EXTRACT:
= = = = = = =
Tired of Bad Dates? Take a look at this Date From Hell Story!

HANDSOME, CHARMING, CHARISMATIC AND BROKE!

With only days until my online dating subscription expired, I received a short but slightly charming email from a handsome man. It seemed like it was worth my $30 to have this email sent. I responded.

A few exchanges, phone numbers, and texts exchanged, we met for drinks. He was even more handsome in real life which is all too often not the case.

We dated for a few weeks, and I started to notice that I was paying for every date. Drinks. Dinner. And we were new daters during December which meant the ever awkard decision to exchange gifts.

For him, I bought a massage membership, an engraved keychain, and a designer belt. My turn. I received a DVD with the price tag still attached ($3.99), a homemade necklace, and he wrote me a song about the way I smelled (yeah). Quietly disappointed, I said nothing because we hadn't discussed the actual budget limits of Christmas shopping.

Then, we moved on to New Years in which he took me to a party out of state. This, I thought, would cancel the past month of my spending. I would be treated. Yeah!
= = = = = = =
EXERCISE MATERIAL:
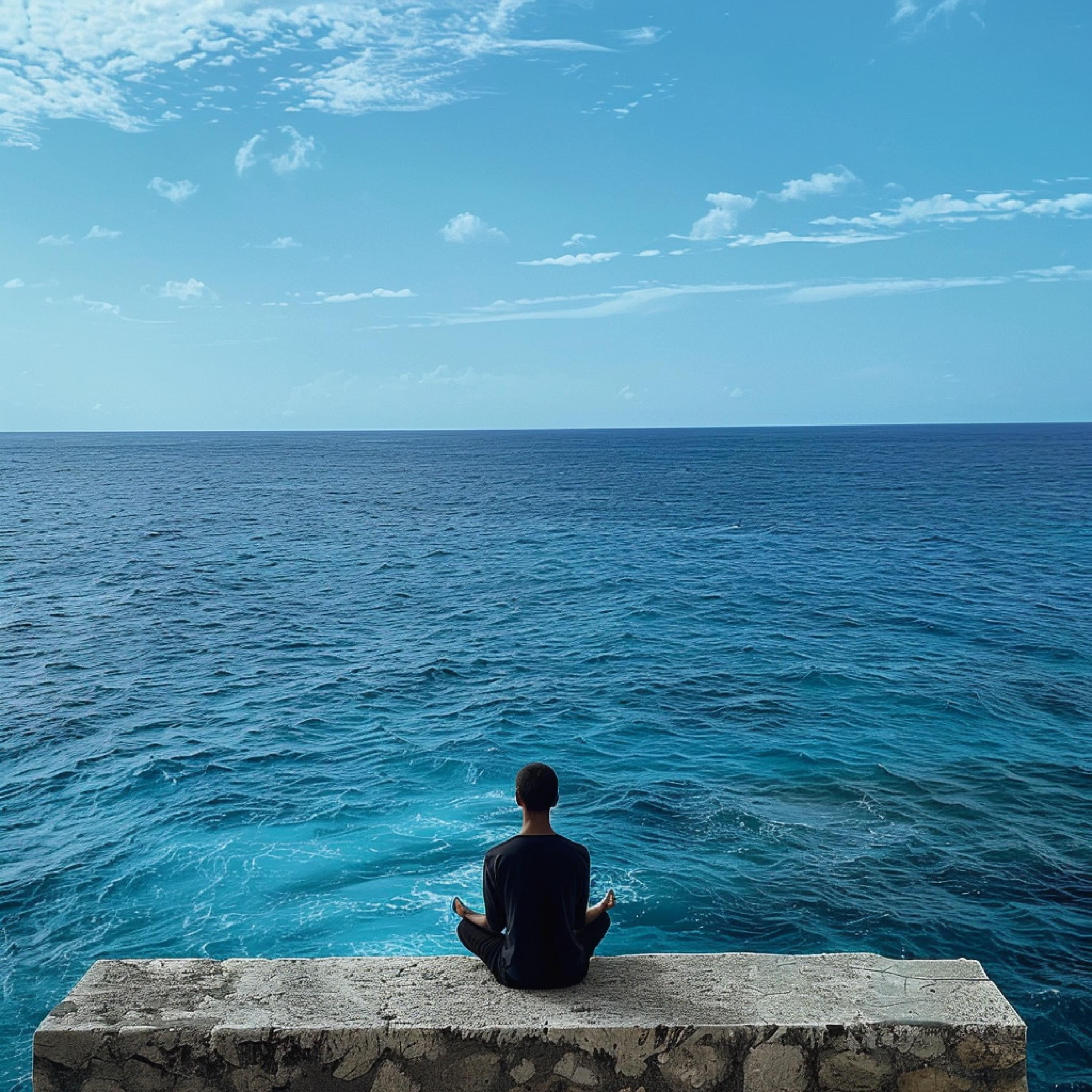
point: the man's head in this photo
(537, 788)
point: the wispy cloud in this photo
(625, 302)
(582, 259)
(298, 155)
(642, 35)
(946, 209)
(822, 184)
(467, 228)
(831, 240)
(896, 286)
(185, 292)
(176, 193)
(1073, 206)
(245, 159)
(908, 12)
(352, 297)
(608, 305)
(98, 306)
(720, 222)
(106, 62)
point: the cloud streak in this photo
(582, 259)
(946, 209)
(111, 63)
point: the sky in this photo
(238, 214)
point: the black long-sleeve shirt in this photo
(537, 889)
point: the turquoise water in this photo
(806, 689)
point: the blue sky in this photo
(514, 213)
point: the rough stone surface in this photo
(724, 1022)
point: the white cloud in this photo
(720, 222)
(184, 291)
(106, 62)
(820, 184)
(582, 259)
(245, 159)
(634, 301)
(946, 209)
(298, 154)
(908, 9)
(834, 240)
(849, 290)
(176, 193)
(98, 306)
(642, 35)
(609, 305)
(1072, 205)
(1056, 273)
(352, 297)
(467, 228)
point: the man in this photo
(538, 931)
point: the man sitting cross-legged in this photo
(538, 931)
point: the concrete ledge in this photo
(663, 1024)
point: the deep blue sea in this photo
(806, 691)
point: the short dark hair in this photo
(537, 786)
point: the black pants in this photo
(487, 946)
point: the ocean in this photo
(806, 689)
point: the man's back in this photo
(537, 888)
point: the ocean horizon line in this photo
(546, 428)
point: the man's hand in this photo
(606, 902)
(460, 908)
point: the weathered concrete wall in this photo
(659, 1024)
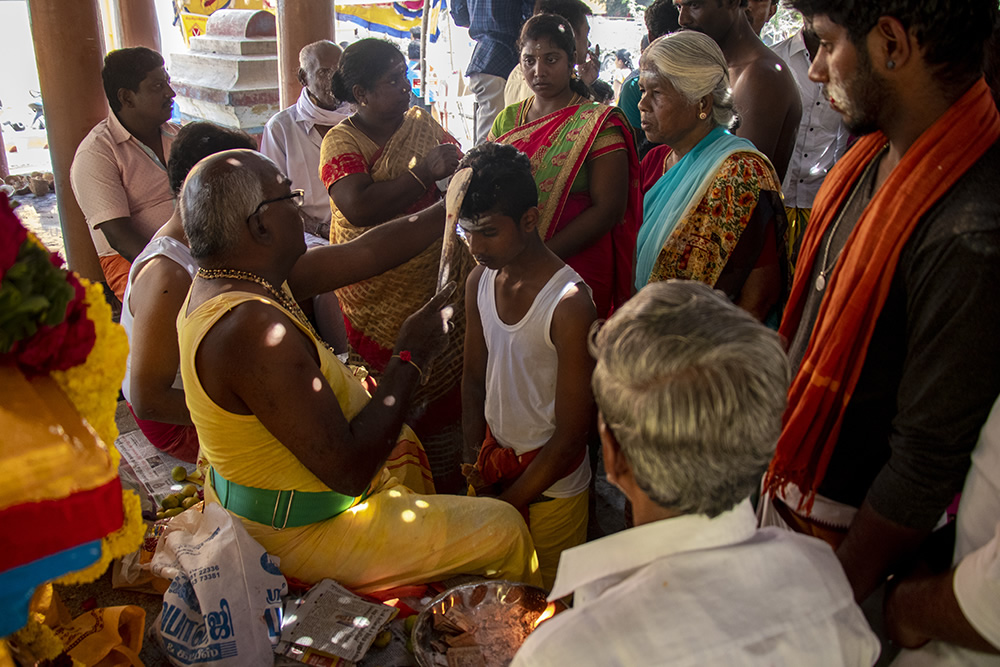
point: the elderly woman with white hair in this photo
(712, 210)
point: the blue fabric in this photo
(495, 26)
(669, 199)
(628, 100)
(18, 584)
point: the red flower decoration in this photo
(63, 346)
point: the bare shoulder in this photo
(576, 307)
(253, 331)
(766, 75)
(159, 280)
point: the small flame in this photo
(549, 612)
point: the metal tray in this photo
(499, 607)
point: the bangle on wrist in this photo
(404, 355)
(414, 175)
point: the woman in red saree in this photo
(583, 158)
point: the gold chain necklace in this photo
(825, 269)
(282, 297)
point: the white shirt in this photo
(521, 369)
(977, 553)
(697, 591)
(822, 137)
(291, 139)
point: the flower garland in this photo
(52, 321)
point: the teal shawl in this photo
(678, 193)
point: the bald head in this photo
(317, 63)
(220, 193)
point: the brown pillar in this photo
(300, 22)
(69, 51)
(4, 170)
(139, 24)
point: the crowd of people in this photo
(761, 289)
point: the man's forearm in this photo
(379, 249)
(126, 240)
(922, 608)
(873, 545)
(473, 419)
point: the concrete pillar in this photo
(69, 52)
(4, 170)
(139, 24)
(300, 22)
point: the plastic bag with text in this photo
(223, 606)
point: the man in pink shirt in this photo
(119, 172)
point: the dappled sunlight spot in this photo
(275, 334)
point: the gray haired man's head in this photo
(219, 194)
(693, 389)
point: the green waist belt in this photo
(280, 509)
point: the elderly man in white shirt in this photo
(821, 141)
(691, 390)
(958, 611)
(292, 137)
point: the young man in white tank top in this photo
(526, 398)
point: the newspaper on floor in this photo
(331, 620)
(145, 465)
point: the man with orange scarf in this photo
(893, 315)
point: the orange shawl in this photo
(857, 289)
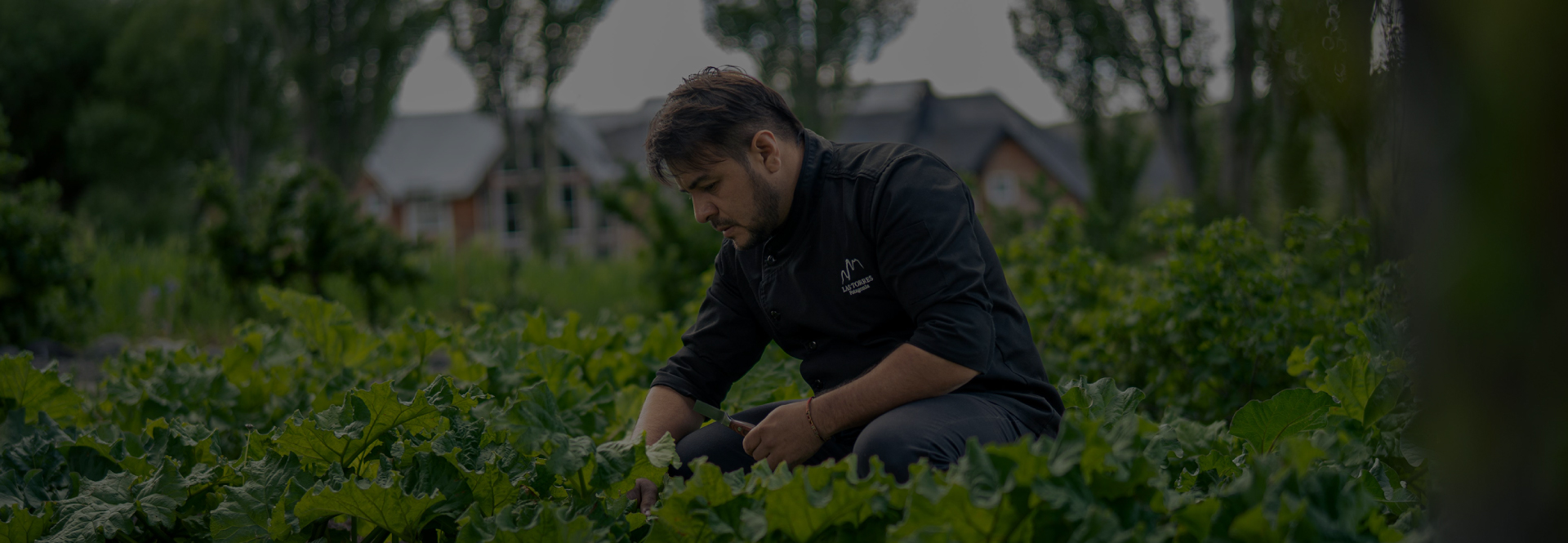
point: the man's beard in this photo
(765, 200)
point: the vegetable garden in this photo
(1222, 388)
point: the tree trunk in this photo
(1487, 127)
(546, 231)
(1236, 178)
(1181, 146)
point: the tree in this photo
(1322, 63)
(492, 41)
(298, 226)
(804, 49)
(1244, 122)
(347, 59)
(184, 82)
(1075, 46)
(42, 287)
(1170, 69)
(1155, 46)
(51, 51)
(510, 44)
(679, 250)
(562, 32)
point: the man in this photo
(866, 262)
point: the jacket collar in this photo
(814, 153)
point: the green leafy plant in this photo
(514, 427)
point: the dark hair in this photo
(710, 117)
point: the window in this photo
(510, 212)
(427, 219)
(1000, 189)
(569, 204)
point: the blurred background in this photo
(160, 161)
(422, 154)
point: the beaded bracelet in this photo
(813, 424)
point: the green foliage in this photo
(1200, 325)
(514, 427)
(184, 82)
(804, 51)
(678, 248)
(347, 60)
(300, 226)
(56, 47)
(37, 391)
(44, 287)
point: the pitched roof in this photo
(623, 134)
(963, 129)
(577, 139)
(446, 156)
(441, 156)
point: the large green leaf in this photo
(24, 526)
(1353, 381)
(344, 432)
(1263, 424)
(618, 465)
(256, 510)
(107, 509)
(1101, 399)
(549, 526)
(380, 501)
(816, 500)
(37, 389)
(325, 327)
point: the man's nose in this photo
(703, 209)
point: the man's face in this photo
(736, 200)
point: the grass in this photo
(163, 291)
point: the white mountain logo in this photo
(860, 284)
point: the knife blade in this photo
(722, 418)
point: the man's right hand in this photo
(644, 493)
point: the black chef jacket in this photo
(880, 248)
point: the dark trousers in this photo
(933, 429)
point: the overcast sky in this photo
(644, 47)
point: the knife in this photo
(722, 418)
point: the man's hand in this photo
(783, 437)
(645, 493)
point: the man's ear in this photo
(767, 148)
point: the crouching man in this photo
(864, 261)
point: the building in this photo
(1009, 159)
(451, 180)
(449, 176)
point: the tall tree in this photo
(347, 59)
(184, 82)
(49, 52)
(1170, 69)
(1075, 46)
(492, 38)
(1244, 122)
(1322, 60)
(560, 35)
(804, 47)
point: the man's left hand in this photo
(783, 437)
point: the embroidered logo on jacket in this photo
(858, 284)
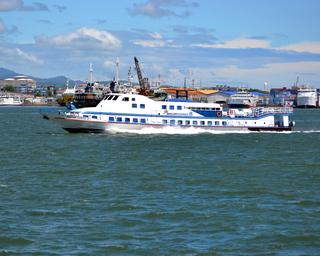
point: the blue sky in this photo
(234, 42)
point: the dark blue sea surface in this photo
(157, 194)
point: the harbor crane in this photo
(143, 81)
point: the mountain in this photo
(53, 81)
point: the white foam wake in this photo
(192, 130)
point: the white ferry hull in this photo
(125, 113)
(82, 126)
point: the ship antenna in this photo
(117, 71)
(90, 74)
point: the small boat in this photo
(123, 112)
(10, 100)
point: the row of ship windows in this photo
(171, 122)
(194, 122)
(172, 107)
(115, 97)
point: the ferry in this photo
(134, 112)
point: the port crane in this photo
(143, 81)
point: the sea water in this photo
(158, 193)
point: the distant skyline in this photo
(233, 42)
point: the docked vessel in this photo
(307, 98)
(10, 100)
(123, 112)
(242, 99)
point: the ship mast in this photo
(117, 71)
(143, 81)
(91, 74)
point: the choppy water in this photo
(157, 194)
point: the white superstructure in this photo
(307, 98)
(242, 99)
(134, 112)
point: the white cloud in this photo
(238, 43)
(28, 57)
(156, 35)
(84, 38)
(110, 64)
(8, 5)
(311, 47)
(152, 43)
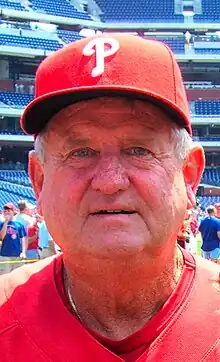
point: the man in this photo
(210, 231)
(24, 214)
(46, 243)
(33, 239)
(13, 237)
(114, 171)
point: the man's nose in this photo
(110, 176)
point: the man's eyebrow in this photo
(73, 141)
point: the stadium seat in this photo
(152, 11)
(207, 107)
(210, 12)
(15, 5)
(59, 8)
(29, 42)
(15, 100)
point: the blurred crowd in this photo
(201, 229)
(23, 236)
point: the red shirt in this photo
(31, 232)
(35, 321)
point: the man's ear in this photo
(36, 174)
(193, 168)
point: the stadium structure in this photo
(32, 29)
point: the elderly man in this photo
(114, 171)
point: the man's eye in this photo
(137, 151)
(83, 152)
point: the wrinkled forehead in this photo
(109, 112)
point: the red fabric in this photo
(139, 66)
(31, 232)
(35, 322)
= = = = = = =
CHALLENGE 1: Reproduce the dating story above word for word, in full.
CHALLENGE 2: How many lines of the listing contain the string "hand"? Reply with the number alone.

WRITTEN SOLUTION 1:
Tired of Bad Dates? Take a look at this Date From Hell Story!

HANDSOME, CHARMING, CHARISMATIC AND BROKE!

With only days until my online dating subscription expired, I received a short but slightly charming email from a handsome man. It seemed like it was worth my $30 to have this email sent. I responded.

A few exchanges, phone numbers, and texts exchanged, we met for drinks. He was even more handsome in real life which is all too often not the case.

We dated for a few weeks, and I started to notice that I was paying for every date. Drinks. Dinner. And we were new daters during December which meant the ever awkard decision to exchange gifts.

For him, I bought a massage membership, an engraved keychain, and a designer belt. My turn. I received a DVD with the price tag still attached ($3.99), a homemade necklace, and he wrote me a song about the way I smelled (yeah). Quietly disappointed, I said nothing because we hadn't discussed the actual budget limits of Christmas shopping.

Then, we moved on to New Years in which he took me to a party out of state. This, I thought, would cancel the past month of my spending. I would be treated. Yeah!

WRITTEN SOLUTION 2: 4